▶ [EXERCISE DIRECTIONS]: Reproduce the material word for word; the images stay out.

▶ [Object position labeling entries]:
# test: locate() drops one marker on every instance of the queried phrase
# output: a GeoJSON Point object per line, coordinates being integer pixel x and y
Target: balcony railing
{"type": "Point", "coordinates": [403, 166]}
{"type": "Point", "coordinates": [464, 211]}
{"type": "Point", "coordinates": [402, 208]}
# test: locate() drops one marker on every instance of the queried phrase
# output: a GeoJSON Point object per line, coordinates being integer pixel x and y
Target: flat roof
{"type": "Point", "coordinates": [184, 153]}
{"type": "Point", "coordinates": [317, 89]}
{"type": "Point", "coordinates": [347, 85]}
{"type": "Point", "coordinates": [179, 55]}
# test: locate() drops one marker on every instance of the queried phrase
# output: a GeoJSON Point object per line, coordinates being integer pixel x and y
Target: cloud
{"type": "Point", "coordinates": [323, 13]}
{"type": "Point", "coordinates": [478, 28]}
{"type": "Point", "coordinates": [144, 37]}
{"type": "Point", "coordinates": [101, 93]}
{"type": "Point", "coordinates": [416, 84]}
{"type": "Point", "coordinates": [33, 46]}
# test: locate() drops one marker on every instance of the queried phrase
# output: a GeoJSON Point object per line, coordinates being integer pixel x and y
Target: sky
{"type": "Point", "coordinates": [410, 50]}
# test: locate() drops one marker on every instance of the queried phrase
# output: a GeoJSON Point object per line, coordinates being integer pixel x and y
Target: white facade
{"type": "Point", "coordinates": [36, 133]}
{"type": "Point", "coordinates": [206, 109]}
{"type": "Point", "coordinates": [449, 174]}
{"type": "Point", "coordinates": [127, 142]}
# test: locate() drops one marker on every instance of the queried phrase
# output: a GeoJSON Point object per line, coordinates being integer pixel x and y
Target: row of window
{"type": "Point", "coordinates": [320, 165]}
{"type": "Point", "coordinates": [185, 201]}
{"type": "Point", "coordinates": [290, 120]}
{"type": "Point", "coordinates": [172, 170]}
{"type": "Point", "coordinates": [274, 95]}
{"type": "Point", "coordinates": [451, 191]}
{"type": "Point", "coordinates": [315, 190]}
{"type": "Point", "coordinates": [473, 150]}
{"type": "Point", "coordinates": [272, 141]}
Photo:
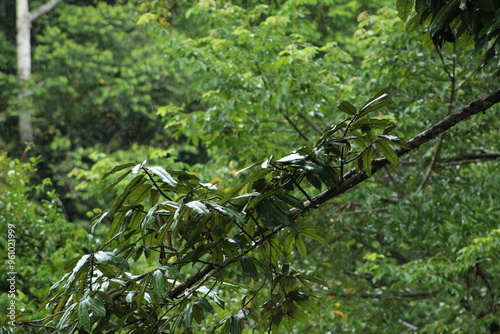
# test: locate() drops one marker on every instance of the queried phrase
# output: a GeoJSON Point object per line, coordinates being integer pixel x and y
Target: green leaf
{"type": "Point", "coordinates": [205, 305]}
{"type": "Point", "coordinates": [158, 283]}
{"type": "Point", "coordinates": [347, 108]}
{"type": "Point", "coordinates": [299, 315]}
{"type": "Point", "coordinates": [289, 199]}
{"type": "Point", "coordinates": [112, 185]}
{"type": "Point", "coordinates": [300, 245]}
{"type": "Point", "coordinates": [97, 307]}
{"type": "Point", "coordinates": [65, 317]}
{"type": "Point", "coordinates": [117, 169]}
{"type": "Point", "coordinates": [367, 160]}
{"type": "Point", "coordinates": [164, 176]}
{"type": "Point", "coordinates": [375, 105]}
{"type": "Point", "coordinates": [139, 193]}
{"type": "Point", "coordinates": [445, 15]}
{"type": "Point", "coordinates": [120, 200]}
{"type": "Point", "coordinates": [199, 207]}
{"type": "Point", "coordinates": [384, 147]}
{"type": "Point", "coordinates": [291, 157]}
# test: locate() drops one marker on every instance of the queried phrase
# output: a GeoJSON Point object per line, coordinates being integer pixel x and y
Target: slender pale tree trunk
{"type": "Point", "coordinates": [24, 19]}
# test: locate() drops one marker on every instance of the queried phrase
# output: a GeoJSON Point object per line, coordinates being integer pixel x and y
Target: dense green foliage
{"type": "Point", "coordinates": [199, 136]}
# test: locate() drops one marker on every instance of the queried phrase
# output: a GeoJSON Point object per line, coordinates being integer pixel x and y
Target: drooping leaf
{"type": "Point", "coordinates": [164, 176]}
{"type": "Point", "coordinates": [199, 207]}
{"type": "Point", "coordinates": [117, 169]}
{"type": "Point", "coordinates": [249, 268]}
{"type": "Point", "coordinates": [347, 108]}
{"type": "Point", "coordinates": [404, 8]}
{"type": "Point", "coordinates": [158, 283]}
{"type": "Point", "coordinates": [97, 307]}
{"type": "Point", "coordinates": [83, 315]}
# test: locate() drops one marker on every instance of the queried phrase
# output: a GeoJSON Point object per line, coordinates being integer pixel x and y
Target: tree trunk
{"type": "Point", "coordinates": [24, 19]}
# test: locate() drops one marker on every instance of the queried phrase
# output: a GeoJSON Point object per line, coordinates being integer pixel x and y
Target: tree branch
{"type": "Point", "coordinates": [411, 296]}
{"type": "Point", "coordinates": [351, 179]}
{"type": "Point", "coordinates": [43, 9]}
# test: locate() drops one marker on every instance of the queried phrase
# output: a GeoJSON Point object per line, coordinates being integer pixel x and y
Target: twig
{"type": "Point", "coordinates": [302, 134]}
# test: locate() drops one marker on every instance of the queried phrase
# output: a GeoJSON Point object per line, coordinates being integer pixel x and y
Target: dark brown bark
{"type": "Point", "coordinates": [351, 178]}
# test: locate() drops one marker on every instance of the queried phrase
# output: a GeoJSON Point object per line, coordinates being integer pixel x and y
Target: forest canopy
{"type": "Point", "coordinates": [286, 166]}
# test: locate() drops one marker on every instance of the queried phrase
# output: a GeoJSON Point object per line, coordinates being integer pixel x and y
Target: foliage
{"type": "Point", "coordinates": [202, 247]}
{"type": "Point", "coordinates": [451, 20]}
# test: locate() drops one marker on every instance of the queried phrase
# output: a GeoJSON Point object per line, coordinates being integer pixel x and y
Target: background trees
{"type": "Point", "coordinates": [211, 88]}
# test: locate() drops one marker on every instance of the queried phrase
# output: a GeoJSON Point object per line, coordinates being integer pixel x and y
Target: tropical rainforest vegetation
{"type": "Point", "coordinates": [285, 166]}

▶ [THE SOLUTION]:
# test: locate() drops one marker on every instance of the queried phrase
# output: a GeoJSON Point object per line, coordinates being integer pixel x and y
Target: balcony railing
{"type": "Point", "coordinates": [403, 166]}
{"type": "Point", "coordinates": [464, 211]}
{"type": "Point", "coordinates": [402, 208]}
# test: locate() drops one marker on every instance of the queried phrase
# output: a GeoJSON Point object per line, coordinates being integer pixel x and y
Target: flat roof
{"type": "Point", "coordinates": [184, 153]}
{"type": "Point", "coordinates": [317, 89]}
{"type": "Point", "coordinates": [347, 85]}
{"type": "Point", "coordinates": [179, 55]}
# test: locate() drops one marker on every instance of the queried phrase
# output: a GeoJSON Point object per line, coordinates being integer pixel x and y
Target: cloud
{"type": "Point", "coordinates": [323, 13]}
{"type": "Point", "coordinates": [478, 28]}
{"type": "Point", "coordinates": [144, 37]}
{"type": "Point", "coordinates": [101, 93]}
{"type": "Point", "coordinates": [416, 84]}
{"type": "Point", "coordinates": [33, 46]}
# test: locate() drops one marker on every instance of the queried phrase
# output: a GeoJSON Point object per line, coordinates being integer pixel x and y
Target: sky
{"type": "Point", "coordinates": [410, 50]}
# test: locate() drops one marker on every instance of the queried phrase
# output: a GeoJSON Point object per line, coordinates being integer pixel x and y
Target: white facade
{"type": "Point", "coordinates": [36, 133]}
{"type": "Point", "coordinates": [206, 109]}
{"type": "Point", "coordinates": [449, 174]}
{"type": "Point", "coordinates": [127, 142]}
# test: locate() drops one marker on every instance of the queried phrase
# output: a GeoJSON Point object per line, coordinates being integer pixel x and y
Target: row of window
{"type": "Point", "coordinates": [320, 165]}
{"type": "Point", "coordinates": [185, 201]}
{"type": "Point", "coordinates": [290, 120]}
{"type": "Point", "coordinates": [172, 170]}
{"type": "Point", "coordinates": [274, 95]}
{"type": "Point", "coordinates": [451, 191]}
{"type": "Point", "coordinates": [315, 190]}
{"type": "Point", "coordinates": [473, 150]}
{"type": "Point", "coordinates": [272, 141]}
Photo:
# test: locate() drops one marker on every instance of the queried phrase
# output: a GeoJSON Point object per line, coordinates being integer pixel x and y
Target: green leaf
{"type": "Point", "coordinates": [205, 305]}
{"type": "Point", "coordinates": [158, 283]}
{"type": "Point", "coordinates": [347, 108]}
{"type": "Point", "coordinates": [299, 315]}
{"type": "Point", "coordinates": [289, 199]}
{"type": "Point", "coordinates": [112, 185]}
{"type": "Point", "coordinates": [300, 245]}
{"type": "Point", "coordinates": [97, 307]}
{"type": "Point", "coordinates": [65, 317]}
{"type": "Point", "coordinates": [117, 169]}
{"type": "Point", "coordinates": [367, 160]}
{"type": "Point", "coordinates": [164, 176]}
{"type": "Point", "coordinates": [375, 105]}
{"type": "Point", "coordinates": [139, 193]}
{"type": "Point", "coordinates": [445, 15]}
{"type": "Point", "coordinates": [120, 200]}
{"type": "Point", "coordinates": [199, 207]}
{"type": "Point", "coordinates": [384, 147]}
{"type": "Point", "coordinates": [291, 157]}
# test: locate() drops one marker on every instance of the queried phrase
# output: a GeoJSON Point object per line, coordinates being integer pixel x and y
Target: slender pale tree trunk
{"type": "Point", "coordinates": [24, 19]}
# test: locate() drops one marker on every instance of the queried phrase
# output: a GeoJSON Point object per line, coordinates being integer pixel x and y
Target: dense green foliage
{"type": "Point", "coordinates": [199, 136]}
# test: locate() drops one marker on every instance of the queried phrase
# output: a GeoJSON Point object per line, coordinates being integer pixel x and y
Target: drooping leaf
{"type": "Point", "coordinates": [164, 176]}
{"type": "Point", "coordinates": [199, 207]}
{"type": "Point", "coordinates": [117, 169]}
{"type": "Point", "coordinates": [249, 268]}
{"type": "Point", "coordinates": [347, 108]}
{"type": "Point", "coordinates": [404, 8]}
{"type": "Point", "coordinates": [158, 283]}
{"type": "Point", "coordinates": [97, 307]}
{"type": "Point", "coordinates": [83, 315]}
# test: locate() drops one marker on every instance of the queried phrase
# output: a GeoJSON Point object per line, coordinates being integer pixel x and y
Target: tree trunk
{"type": "Point", "coordinates": [24, 19]}
# test: locate() drops one marker on every instance of the queried phrase
# output: a GeoJSON Point object per line, coordinates being integer pixel x and y
Target: tree branch
{"type": "Point", "coordinates": [411, 296]}
{"type": "Point", "coordinates": [351, 179]}
{"type": "Point", "coordinates": [43, 9]}
# test: locate() drops one marker on every instance of the queried phrase
# output: a GeoJSON Point object per line, coordinates being integer pixel x and y
Target: twig
{"type": "Point", "coordinates": [302, 134]}
# test: locate() drops one marker on every instance of the queried phrase
# output: a GeoJSON Point object per line, coordinates being integer pixel x and y
Target: dark brown bark
{"type": "Point", "coordinates": [351, 178]}
# test: locate() drops one marker on every instance of the queried phrase
# output: a GeoJSON Point object per line, coordinates being integer pixel x and y
Target: forest canopy
{"type": "Point", "coordinates": [286, 166]}
# test: locate() drops one marker on every instance of the queried phrase
# output: a GeoJSON Point object per line, coordinates being integer pixel x and y
Target: foliage
{"type": "Point", "coordinates": [202, 247]}
{"type": "Point", "coordinates": [451, 20]}
# test: locate() drops one marker on every instance of the queried phrase
# output: a GeoJSON Point object per line, coordinates being integer pixel x and y
Target: background trees
{"type": "Point", "coordinates": [211, 88]}
# test: locate() drops one marker on every instance of the queried phrase
# output: a GeoJSON Point object per line, coordinates being integer pixel x and y
Target: tropical rainforest vegetation
{"type": "Point", "coordinates": [285, 166]}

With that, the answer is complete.